Problem
For the entries below, report every line that includes the word "exact".
--- Data supplied ---
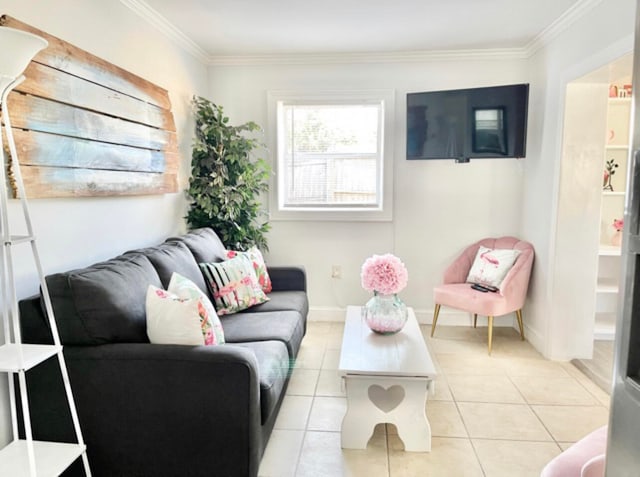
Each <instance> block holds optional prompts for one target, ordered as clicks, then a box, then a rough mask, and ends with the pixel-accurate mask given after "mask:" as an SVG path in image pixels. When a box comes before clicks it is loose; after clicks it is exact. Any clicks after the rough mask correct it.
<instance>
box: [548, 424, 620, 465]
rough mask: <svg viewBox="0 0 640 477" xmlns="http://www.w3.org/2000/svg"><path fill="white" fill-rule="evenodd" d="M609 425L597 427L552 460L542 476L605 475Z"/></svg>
---
--- Data supplied ---
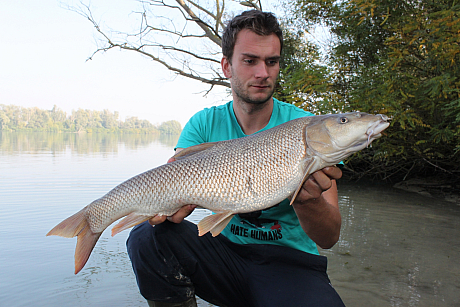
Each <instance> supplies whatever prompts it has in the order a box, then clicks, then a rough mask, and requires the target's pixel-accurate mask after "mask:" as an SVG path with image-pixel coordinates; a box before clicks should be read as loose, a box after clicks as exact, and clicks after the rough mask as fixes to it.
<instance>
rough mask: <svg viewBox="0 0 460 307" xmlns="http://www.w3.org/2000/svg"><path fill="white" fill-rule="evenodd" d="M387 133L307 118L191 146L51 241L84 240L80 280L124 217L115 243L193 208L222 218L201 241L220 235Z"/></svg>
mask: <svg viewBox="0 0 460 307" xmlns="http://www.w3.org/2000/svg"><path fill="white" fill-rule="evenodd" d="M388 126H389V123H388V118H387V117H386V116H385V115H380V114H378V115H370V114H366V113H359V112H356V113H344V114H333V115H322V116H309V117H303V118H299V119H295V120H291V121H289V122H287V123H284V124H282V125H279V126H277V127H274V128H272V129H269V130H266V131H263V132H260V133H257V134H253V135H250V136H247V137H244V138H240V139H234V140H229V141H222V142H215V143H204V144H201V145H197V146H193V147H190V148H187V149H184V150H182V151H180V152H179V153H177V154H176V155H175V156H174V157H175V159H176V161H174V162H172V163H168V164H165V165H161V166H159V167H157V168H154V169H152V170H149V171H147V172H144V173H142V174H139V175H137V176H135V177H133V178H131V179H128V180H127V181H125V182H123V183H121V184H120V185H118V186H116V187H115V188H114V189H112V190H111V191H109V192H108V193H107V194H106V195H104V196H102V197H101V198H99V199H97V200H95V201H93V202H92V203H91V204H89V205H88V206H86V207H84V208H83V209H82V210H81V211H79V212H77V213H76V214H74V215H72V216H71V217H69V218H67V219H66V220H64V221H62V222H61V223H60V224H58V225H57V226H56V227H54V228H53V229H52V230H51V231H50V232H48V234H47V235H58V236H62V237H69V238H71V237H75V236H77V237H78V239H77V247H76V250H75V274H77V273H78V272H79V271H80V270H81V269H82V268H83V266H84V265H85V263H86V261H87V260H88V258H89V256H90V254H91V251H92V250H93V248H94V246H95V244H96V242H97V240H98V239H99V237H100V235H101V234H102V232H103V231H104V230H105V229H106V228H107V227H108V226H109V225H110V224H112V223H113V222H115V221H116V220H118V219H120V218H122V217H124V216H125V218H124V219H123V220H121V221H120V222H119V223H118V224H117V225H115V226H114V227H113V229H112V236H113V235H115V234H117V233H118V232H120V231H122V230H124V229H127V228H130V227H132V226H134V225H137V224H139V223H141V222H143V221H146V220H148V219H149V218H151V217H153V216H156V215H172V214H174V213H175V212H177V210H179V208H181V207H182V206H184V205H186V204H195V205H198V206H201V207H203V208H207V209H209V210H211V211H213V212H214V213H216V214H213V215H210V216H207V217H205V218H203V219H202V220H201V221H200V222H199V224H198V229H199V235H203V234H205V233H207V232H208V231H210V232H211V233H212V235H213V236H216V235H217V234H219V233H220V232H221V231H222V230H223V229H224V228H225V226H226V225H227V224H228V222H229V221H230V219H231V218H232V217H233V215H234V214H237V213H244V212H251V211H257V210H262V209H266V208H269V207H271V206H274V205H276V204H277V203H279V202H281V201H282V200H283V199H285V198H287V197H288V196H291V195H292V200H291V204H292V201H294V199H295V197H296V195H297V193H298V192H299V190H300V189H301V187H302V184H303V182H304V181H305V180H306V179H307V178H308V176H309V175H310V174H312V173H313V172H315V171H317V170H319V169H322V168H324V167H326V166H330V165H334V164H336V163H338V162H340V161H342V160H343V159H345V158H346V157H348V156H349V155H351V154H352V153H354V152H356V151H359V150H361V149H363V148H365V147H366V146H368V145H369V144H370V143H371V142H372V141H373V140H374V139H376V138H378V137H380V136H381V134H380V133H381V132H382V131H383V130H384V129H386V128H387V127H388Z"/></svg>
---
Expected answer
Each <instance> block holds optional prompts for one target, ordered as clicks, then a box, then a rough mask, and ends with the pixel-accurate mask given after "mask:" as an SVG path in image pixels. When a box comes before clicks it is loose; after clicks it is exact. Any clicks after the rough mask correct it.
Each <instance> supplies whatever prompts it has in the order a box, then clicks, then a rough mask, and requires the target's pixel-accurate mask after "mask:" as an SVG path with image-pixel coordinates; a box before clicks should be read as loose, a box after clicks as exact, and clicks after the rough mask as fixes to it.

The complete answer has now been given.